* Begin *

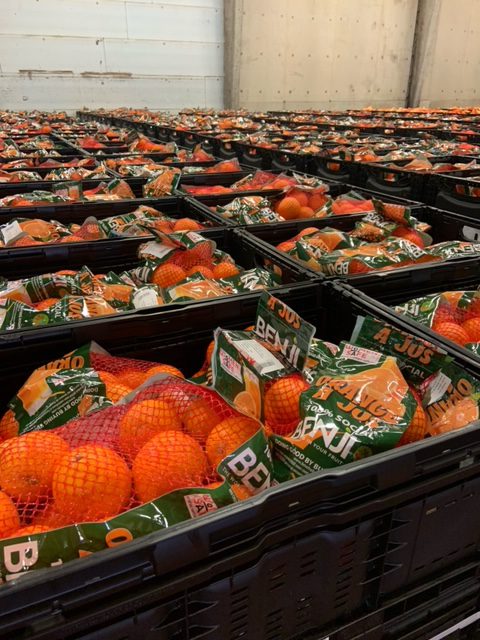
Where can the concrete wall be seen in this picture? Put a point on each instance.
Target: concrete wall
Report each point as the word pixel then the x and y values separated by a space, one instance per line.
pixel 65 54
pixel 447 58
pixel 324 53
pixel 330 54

* End *
* Begin *

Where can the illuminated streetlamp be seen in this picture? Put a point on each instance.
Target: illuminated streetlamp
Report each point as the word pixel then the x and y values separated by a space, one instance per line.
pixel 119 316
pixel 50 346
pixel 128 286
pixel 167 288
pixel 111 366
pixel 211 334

* End *

◆ WHAT IS ASKED: Start at the line that has "Where can the concrete" and stop after the line that has "pixel 330 54". Write those lines out as a numbered list, with no blank lines.

◆ RESULT OF THE EXERCISE:
1. Where can the concrete wall be seen in this picture? Put a point on each instance.
2. Target: concrete wall
3. Report each point as the word pixel then the x and y values separated by a space, one instance per line.
4. pixel 65 54
5. pixel 447 58
6. pixel 324 53
7. pixel 330 54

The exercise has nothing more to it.